-- Excerpt follows --
Since vegans like to challenge meat eaters by asking “what if you did it to humans?”, let’s turn it around on them. If vegans are okay with the destruction of animal habitat as long as we aren’t doing it to purposely kill animals, what if we treated human homes the same way? What if we knocked down human houses without compensation in order to re-develop the land, even if we didn’t know whether there were humans inside or not? The houses aren’t sentient, after all, and it’s not like we want there to be people inside who will die, so is this cool? What about taking over areas of the rainforest that humans live in, and evicting them and essentially killing them?

If vegans object to violating human habitat interests, but not animals’ habitat interests, how are they not hypocritical speciesists?

With All That Said…

In all that has been written here (and linked elsewhere), I believe it can be clearly stated that humane slaughter certainly isn’t as big of a myth as we’re being led to believe. While I didn’t get into how exactly animals, particularly bovines, are slaughtered for food–mainly because that would make this long post too long, and too since it deserves another post in itself–I hope I achieved the capacity to communicate to you the importance of ethics and morals with determining what’s actually right or wrong in how and when an animal must die.

Our moral obligations–in the responsibility for caring for animals–go not just with giving them the best lives possible, but also the best deaths possible when that time must come. Our moral and ethical obligations certainly are not in credence with keeping them alive for as long as possible no matter what. That’s rather selfish, inhumane, unethical, foolish, callous, and completely immoral particularly if we’re far more concerned with the animals’ well-being than our own selfish pride and ego.
-- Excerpt concluded --
Task brief: Condense the excerpt's paragraph beginning "Our moral obligations" into a shorter version that keeps its main points. Rely only on the excerpt above for what follows.
-- Recorded data follows --
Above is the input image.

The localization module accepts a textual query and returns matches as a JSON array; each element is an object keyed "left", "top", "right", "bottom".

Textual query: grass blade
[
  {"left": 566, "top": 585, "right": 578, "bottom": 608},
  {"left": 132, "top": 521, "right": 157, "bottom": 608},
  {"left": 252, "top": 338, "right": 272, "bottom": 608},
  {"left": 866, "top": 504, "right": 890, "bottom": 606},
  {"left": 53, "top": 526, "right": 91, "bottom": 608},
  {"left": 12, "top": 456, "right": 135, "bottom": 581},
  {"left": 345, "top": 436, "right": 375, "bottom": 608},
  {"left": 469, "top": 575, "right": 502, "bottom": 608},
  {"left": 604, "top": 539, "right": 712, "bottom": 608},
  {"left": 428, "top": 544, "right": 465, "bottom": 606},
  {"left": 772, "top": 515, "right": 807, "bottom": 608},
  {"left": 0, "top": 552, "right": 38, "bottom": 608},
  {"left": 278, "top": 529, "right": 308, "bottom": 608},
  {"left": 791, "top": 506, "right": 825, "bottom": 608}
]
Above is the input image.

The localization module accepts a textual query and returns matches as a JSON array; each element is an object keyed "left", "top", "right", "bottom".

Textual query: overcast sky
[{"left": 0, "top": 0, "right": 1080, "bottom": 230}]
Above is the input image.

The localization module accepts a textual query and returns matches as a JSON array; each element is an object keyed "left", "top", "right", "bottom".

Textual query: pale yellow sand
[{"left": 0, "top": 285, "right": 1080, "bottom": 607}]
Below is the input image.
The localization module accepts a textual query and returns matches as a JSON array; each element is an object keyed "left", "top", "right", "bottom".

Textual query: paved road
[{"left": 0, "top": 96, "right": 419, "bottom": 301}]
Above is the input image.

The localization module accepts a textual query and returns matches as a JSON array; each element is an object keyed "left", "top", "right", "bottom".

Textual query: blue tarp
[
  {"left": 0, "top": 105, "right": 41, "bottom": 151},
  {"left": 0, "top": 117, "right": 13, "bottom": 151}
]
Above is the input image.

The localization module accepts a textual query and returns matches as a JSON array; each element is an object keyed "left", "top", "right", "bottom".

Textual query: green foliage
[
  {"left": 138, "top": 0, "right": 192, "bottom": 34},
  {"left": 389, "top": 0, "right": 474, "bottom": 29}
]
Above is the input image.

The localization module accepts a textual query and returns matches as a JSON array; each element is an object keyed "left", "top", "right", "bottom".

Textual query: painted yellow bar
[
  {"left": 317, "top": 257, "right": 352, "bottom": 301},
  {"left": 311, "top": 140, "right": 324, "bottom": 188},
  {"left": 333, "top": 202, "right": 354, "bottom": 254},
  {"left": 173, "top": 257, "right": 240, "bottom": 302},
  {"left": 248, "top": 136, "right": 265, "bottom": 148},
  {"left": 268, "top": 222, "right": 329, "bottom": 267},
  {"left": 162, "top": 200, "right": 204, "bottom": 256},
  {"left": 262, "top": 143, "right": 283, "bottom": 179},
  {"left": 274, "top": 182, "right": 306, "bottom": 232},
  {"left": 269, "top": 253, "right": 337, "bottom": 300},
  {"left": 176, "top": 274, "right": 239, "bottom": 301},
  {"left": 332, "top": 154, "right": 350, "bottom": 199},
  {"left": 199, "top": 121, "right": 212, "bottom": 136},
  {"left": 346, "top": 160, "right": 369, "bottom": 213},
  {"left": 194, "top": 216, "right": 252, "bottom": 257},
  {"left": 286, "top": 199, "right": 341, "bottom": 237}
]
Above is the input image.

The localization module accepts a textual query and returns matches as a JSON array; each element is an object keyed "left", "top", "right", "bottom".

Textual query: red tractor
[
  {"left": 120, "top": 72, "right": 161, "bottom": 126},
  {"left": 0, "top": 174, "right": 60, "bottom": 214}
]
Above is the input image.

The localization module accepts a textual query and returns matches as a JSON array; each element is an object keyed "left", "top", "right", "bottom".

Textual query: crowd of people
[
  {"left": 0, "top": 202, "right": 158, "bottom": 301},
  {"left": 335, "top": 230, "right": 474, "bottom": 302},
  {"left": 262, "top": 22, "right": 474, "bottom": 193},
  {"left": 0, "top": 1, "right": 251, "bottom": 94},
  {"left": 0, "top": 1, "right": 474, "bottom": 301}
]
-- Recorded data concluded --
Solved exercise: Caring for animals means giving them the best possible lives and, when the time comes, the best possible deaths. It does not mean keeping them alive as long as possible at any cost. Doing that is selfish, inhumane, unethical, foolish, callous, and immoral, especially if we care more about the animals' well-being than about our own pride and ego.